───── DATASET RECORDS ─────

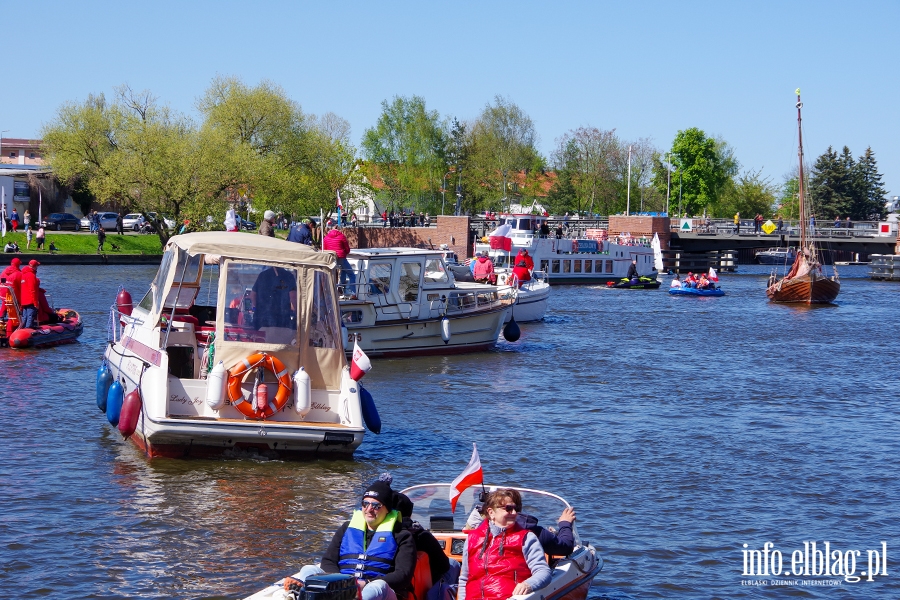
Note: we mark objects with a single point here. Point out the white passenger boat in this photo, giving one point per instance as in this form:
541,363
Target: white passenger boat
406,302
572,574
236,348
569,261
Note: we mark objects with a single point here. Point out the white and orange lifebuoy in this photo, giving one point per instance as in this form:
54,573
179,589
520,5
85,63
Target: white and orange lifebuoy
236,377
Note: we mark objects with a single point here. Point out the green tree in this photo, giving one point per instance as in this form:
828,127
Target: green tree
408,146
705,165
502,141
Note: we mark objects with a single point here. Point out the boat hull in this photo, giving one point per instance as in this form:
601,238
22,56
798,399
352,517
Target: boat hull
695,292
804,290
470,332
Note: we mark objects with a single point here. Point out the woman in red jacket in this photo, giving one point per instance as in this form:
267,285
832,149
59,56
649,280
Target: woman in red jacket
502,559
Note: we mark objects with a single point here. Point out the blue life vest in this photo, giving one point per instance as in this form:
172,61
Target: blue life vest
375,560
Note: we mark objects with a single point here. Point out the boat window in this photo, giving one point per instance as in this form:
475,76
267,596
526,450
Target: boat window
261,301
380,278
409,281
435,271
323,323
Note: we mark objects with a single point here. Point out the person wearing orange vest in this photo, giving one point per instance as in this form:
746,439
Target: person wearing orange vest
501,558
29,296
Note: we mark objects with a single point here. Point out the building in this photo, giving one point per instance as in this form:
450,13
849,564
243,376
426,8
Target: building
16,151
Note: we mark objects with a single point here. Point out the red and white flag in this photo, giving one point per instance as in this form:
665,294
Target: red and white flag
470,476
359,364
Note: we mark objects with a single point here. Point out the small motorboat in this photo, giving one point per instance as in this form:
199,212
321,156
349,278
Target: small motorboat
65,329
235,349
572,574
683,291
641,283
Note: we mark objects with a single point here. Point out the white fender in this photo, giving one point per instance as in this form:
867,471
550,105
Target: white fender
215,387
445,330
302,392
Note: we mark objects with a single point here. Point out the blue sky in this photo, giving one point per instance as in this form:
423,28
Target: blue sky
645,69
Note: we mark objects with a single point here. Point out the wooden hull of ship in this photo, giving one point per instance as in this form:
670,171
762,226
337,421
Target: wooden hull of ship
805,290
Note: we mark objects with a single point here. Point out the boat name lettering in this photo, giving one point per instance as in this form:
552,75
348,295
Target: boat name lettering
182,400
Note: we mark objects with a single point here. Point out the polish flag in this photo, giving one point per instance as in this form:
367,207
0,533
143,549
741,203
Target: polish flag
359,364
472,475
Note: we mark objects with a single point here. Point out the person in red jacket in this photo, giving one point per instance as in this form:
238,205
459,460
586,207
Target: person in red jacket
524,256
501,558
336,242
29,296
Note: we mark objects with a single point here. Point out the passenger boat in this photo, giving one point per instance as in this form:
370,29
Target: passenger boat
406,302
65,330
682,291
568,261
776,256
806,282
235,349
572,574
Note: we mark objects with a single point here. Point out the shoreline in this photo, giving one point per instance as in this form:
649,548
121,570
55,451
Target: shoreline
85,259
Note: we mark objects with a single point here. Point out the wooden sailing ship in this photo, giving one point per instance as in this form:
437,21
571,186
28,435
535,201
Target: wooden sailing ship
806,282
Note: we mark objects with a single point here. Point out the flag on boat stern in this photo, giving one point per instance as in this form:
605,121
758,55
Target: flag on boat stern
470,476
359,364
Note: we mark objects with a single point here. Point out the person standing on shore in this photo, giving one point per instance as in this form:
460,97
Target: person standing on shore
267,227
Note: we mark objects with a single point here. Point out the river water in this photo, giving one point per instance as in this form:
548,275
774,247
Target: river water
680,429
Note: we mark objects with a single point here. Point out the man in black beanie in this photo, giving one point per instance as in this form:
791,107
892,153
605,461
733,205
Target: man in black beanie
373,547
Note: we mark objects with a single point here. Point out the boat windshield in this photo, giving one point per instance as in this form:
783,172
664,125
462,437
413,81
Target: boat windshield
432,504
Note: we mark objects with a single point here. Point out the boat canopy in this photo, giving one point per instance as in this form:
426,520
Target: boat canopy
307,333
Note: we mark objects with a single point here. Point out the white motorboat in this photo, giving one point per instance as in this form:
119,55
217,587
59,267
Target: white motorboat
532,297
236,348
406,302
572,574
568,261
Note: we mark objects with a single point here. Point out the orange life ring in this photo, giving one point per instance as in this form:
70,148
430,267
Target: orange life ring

─────

EXERCISE BRIEF: Reproduce each entry precisely. Leave the pictures out.

ANSWER TO THE EXERCISE:
Note: we mark objects with a single point here. Point out the white passenger boat in this photo, giving one point per instance as in this form:
541,363
Target: white passenger boat
406,302
572,574
236,348
569,261
Note: we mark objects with a single point here. Point out the white and orange lifebuoy in this photo, giving one point per instance as in this form:
54,573
179,589
520,5
85,63
Target: white and orange lifebuoy
236,377
Note: we mark objects with a single point here. Point out the green tree in this photo, giving one point per instance as in this form:
828,127
Target: green tree
408,146
705,165
502,141
Note: we mark objects with a single point here. Point out the boat hull in this photo, giving one point per instance as in this form:
601,238
22,56
798,399
352,517
Target: boat hull
695,292
804,290
470,332
Note: we mark objects with a single point here. Point out the woman in red jacket in this photo, giving one point per instance as in this form:
267,285
832,149
59,56
649,280
Target: woman in red jacket
502,559
Note: we mark objects with a single point here. Point out the blue life vest in this photo, giving one point per instance as in this form:
172,61
Target: blue life vest
375,560
Note: we mark objects with a single point here. Point out the boat window in this photo, giving one point per instance as in this form:
475,76
267,596
526,450
Target: boat window
261,301
380,278
409,281
435,271
323,323
Note: we mark objects with a single point here. Point out the person wearing orange vest in this photo, giving one point per instance as in this form:
746,439
Target: person wearing orange vest
501,558
29,296
Note: we mark objects with a single point here. Point out the building in this photo, giving one point per instance as in this form:
450,13
849,564
243,376
426,8
Target: building
16,151
Note: we mark objects with a single point here. Point out the red and white flag in this photo, giving one point per instance as in this form:
665,294
Target: red and white flag
470,476
359,364
Note: we mark objects with a single point here. Point out the small motorboat in this photo, giving one point per instance as in this form:
199,212
321,156
349,278
Target: small motorboat
65,329
235,349
572,574
683,291
641,283
Note: we mark objects with a single point here. Point out the white fender in this photo, giving one point per instance as in this form:
867,471
550,105
Target: white fender
215,387
445,330
302,392
Note: we mark objects with a single point here. Point out the blue sky in this photo, giving one point per instance as in this form:
423,28
Target: blue sky
645,69
Note: we mark objects with a single point here. Point out the wooden hull of ship in this photo, giving one point per instance as in this form:
670,171
762,226
337,421
Target: wooden hull of ship
805,290
Note: we mark objects with a single point here. Point out the boat name lettering in this photo, giving one point per instance as in this form:
552,75
348,295
Target: boat name lettering
182,400
Note: we mark objects with a single point here. Point out the polish flag in this photo, giving one point per instance as in this form:
367,207
0,533
143,549
741,203
Target: polish flag
359,364
472,475
Note: we mark objects with a single point here. Point out the person in red jacket in this photo, giving one point per instance as in this form:
238,205
459,460
586,207
Target: person in red jacket
524,256
501,558
336,242
29,296
Note: we mark objects with a single point here. Point out the passenger boat in this photo, giving one point per instance as in this form:
370,29
Target: passenger boat
406,302
65,330
682,291
568,261
776,256
806,282
235,349
572,574
Note: we mark objects with a single point here. Point out the shoreline in this photo, giving one point per instance as in this form:
649,548
121,570
55,451
Target: shoreline
85,259
Note: we mark objects with a single point here. Point out the wooden sailing ship in this photo, giving one point per instance as in this form:
437,21
571,186
28,435
535,201
Target: wooden sailing ship
806,282
Note: we mark objects with a single point here. Point out the flag on boat stern in this photo, giving one point per instance as in this form:
605,121
758,55
Target: flag on boat stern
470,476
359,364
Note: we mark objects with a single point here. Point out the person standing on shore in this photo, giving one point per instance as in this form:
460,97
Target: person standing on shore
267,227
Note: we mark objects with a single point here. Point out the river water in this photo, giving one point per instance as in this form:
548,275
774,247
Target: river water
680,429
Note: we mark objects with a single point here. Point out the man in black beanie in this photo, giving one point per instance as in this form:
791,107
892,153
605,461
733,205
Target: man in black beanie
373,547
Note: we mark objects with a single point here. Point out the boat windshield in this photo, giving one point per instance as in this form:
783,172
664,125
462,437
413,81
Target: boat windshield
432,504
Note: we mark objects with a single point here. Point out the boat canopy in this photo, giving one point per instance as in this form:
426,520
Target: boat canopy
307,333
Note: we mark objects with a single point here. Point out the white motorboat in this photo, giving one point per instance as in this form:
119,55
217,587
59,267
Target: white motorboat
532,297
236,348
406,302
572,574
568,261
Note: we mark objects with a single point here. Point out the orange life ring in this photo, giving one point per instance as in this form:
70,148
430,267
Target: orange life ring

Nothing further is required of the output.